Exercise brief
Which lines have the string "mark"? Copy all of them from the entries below.

··········

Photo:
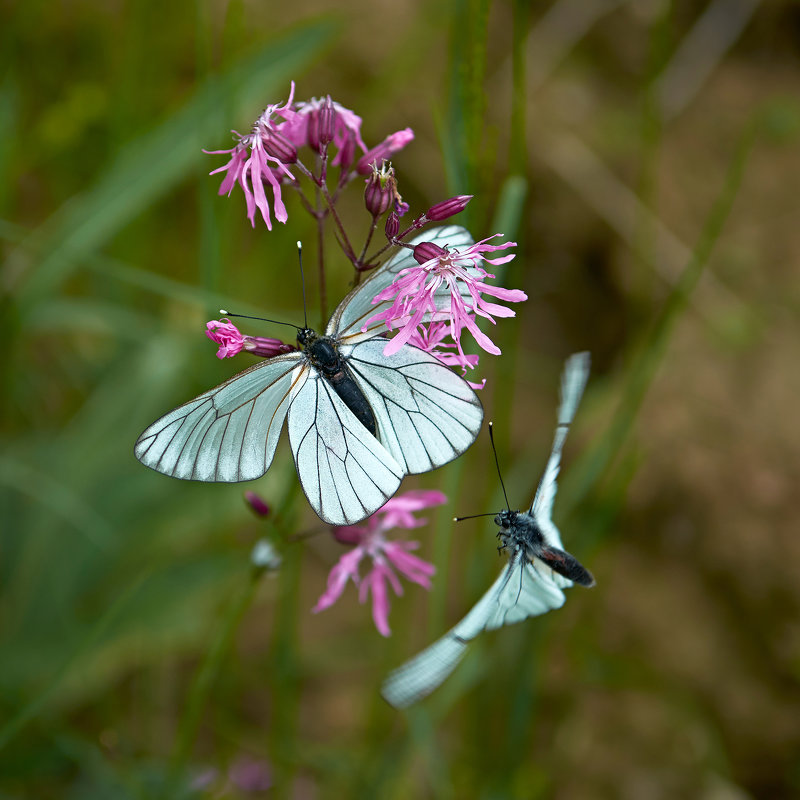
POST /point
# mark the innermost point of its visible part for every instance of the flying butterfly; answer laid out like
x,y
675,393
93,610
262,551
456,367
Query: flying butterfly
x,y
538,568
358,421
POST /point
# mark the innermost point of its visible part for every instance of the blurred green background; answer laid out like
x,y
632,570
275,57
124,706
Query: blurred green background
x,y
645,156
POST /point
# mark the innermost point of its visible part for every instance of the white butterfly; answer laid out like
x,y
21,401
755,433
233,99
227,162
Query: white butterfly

··········

Response area
# mark the innermost point of its visible part for every instance of the flying butterfly; answer laid out like
# mark the innermost point of its visible part for every instance of the blurred green background; answer laid out like
# mark the innermost point of its visible part for every instance of the white butterfly; answer laid out like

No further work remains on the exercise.